• [What you need to do]: Print out the entries that follow exactly, missing none.
★ ★ ★ ★ ★
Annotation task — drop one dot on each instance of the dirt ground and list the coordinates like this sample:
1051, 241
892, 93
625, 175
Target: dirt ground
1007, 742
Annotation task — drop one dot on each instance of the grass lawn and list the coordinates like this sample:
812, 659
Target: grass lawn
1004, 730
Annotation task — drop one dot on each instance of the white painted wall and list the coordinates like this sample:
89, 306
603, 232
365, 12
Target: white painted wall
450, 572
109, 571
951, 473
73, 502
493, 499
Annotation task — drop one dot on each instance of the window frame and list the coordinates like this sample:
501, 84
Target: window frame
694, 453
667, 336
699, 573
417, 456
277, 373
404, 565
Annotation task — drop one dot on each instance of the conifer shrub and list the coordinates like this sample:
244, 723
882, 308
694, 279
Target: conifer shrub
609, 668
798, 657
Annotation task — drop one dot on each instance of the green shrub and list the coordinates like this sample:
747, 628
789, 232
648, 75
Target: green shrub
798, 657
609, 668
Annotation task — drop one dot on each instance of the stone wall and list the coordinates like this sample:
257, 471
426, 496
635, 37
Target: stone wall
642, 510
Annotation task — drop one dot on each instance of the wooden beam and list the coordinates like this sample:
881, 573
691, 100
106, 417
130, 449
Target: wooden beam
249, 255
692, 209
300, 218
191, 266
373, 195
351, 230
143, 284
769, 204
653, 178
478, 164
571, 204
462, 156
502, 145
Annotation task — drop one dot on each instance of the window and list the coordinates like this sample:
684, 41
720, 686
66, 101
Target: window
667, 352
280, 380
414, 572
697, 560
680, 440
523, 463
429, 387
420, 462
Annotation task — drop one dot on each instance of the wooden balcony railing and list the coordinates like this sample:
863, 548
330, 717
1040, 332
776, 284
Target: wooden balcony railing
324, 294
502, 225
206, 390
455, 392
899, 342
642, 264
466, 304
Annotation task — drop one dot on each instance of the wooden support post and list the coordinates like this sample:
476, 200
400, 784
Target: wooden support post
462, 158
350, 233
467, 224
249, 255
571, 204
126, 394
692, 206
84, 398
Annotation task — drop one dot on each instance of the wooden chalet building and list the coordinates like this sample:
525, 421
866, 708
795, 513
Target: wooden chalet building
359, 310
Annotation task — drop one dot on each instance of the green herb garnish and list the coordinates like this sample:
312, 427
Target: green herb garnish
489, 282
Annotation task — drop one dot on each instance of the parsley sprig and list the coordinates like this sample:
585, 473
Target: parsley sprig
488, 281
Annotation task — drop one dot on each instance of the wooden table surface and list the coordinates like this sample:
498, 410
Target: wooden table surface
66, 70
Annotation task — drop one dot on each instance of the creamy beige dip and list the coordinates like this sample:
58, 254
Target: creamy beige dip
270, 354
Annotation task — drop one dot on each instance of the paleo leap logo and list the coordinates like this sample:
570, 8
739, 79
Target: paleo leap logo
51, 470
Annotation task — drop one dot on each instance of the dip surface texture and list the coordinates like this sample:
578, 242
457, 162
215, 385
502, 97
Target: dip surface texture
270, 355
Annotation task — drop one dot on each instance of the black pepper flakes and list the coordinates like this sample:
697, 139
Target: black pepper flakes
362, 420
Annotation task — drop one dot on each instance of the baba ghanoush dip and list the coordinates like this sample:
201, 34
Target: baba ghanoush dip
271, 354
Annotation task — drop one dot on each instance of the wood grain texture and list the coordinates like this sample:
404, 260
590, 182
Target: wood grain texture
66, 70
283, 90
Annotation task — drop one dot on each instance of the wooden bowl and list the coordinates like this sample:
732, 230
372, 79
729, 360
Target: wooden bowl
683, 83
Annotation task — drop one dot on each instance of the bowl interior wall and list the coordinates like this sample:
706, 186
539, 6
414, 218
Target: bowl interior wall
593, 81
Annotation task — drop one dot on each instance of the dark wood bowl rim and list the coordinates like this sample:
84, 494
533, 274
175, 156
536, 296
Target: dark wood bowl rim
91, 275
★ ★ ★ ★ ★
• [Exercise output]:
Annotation task — drop one dot on each instance of the dirt ground and list the coordinates like this sample:
1051, 241
892, 93
625, 175
Target: dirt ground
1007, 742
Annotation task — drop one dot on each instance of the grass lawn and list the coordinates like this sample:
812, 659
Target: grass lawn
1004, 730
Annotation task — drop one dot on each instance of the white painted wall and list the coordinates like this sample:
89, 306
603, 232
365, 12
Target: white painted wall
450, 572
109, 571
951, 473
73, 502
493, 499
Annotation task — drop one dot on each instance of the window frame and list the coordinates like this sample:
501, 84
Target: window frame
694, 453
667, 336
699, 573
417, 456
277, 373
404, 565
Annotation task — drop one dot on each instance of the conifer shrub and list the coordinates like this sample:
244, 723
882, 308
694, 279
Target: conifer shrub
609, 668
798, 657
Annotation task — drop one dot on each instance of the green shrub and list the coordinates like this sample:
747, 628
789, 232
648, 75
Target: green shrub
798, 657
609, 668
Annotation task — drop one dot on each instance of the stone wall and list the coordinates like this sample:
257, 471
426, 496
635, 37
Target: stone wall
642, 510
Annotation task — drop one dot on each instance of the wooden beam and list the coordinates like this sample:
881, 573
691, 100
106, 417
130, 449
Target: wooden beam
249, 255
692, 209
300, 218
191, 266
373, 195
351, 230
143, 284
769, 204
653, 178
478, 164
571, 204
462, 156
502, 145
Annotation task — drop one dot on each instance of the window and list the coordinates like this sample:
684, 41
720, 686
66, 101
Target: window
667, 352
280, 380
414, 572
697, 560
680, 440
523, 463
429, 387
420, 462
Annotation task — drop one dot on each instance of the wooden balcony railing and list the coordinates like this sample:
863, 548
330, 717
1040, 332
776, 284
Target: wooden balcony railing
324, 294
502, 225
206, 390
455, 392
899, 342
642, 264
466, 304
Annotation task — drop one dot on each instance of the wooden support post and list the coordinates like this sample:
476, 200
400, 784
Target: wooden support post
462, 158
350, 233
467, 224
249, 255
571, 204
126, 394
692, 206
84, 398
Annotation task — drop one dot on each instance of the wooden chalet building and list the coordinates like this sample:
525, 421
866, 708
795, 513
Target: wooden chalet building
359, 310
Annotation task — drop one dot on each instance of the green herb garnish and list the coordinates like this sample:
312, 427
Target: green herb garnish
489, 282
Annotation task — drop one dot on each instance of the parsley sprig and list the coordinates like this sample:
585, 473
Target: parsley sprig
488, 281
Annotation task — drop one dot on each instance of the wooden table surface and list the coordinates like this sample:
498, 410
Target: wooden table surface
66, 70
Annotation task — drop one dot on each instance of the creamy beige dip and list the coordinates like this sample:
58, 254
Target: creamy beige dip
270, 354
Annotation task — drop one dot on each instance of the paleo leap logo and list the coordinates like this sample:
570, 8
739, 79
Target: paleo leap logo
51, 470
Annotation task — drop one dot on each instance of the dip surface texture and list the coordinates like this sample:
578, 242
457, 162
215, 385
502, 97
Target: dip surface texture
270, 355
Annotation task — drop one dot on each instance of the black pepper flakes and list the coordinates like this sample:
697, 139
Target: black pepper flakes
362, 420
Annotation task — drop one dot on each instance of the baba ghanoush dip and list the coordinates like this sample:
201, 34
Target: baba ghanoush dip
271, 354
Annotation task — drop one dot on each instance of the wood grain texture and list the coordinates like this sample:
404, 260
590, 182
Target: wood grain texture
66, 70
283, 90
Annotation task — drop one dot on each instance of the wooden bowl and list the coordinates like this sample:
732, 230
372, 79
729, 360
Target: wooden bowl
683, 83
Annotation task — drop one dot on each instance of the bowl interior wall and list the coordinates like this sample:
706, 186
539, 6
414, 218
Target: bowl interior wall
593, 81
Annotation task — drop one dot on each instance of the dark wood bowl rim and list the coordinates like this sample:
84, 494
533, 274
175, 156
536, 296
Target: dark wood bowl rim
91, 275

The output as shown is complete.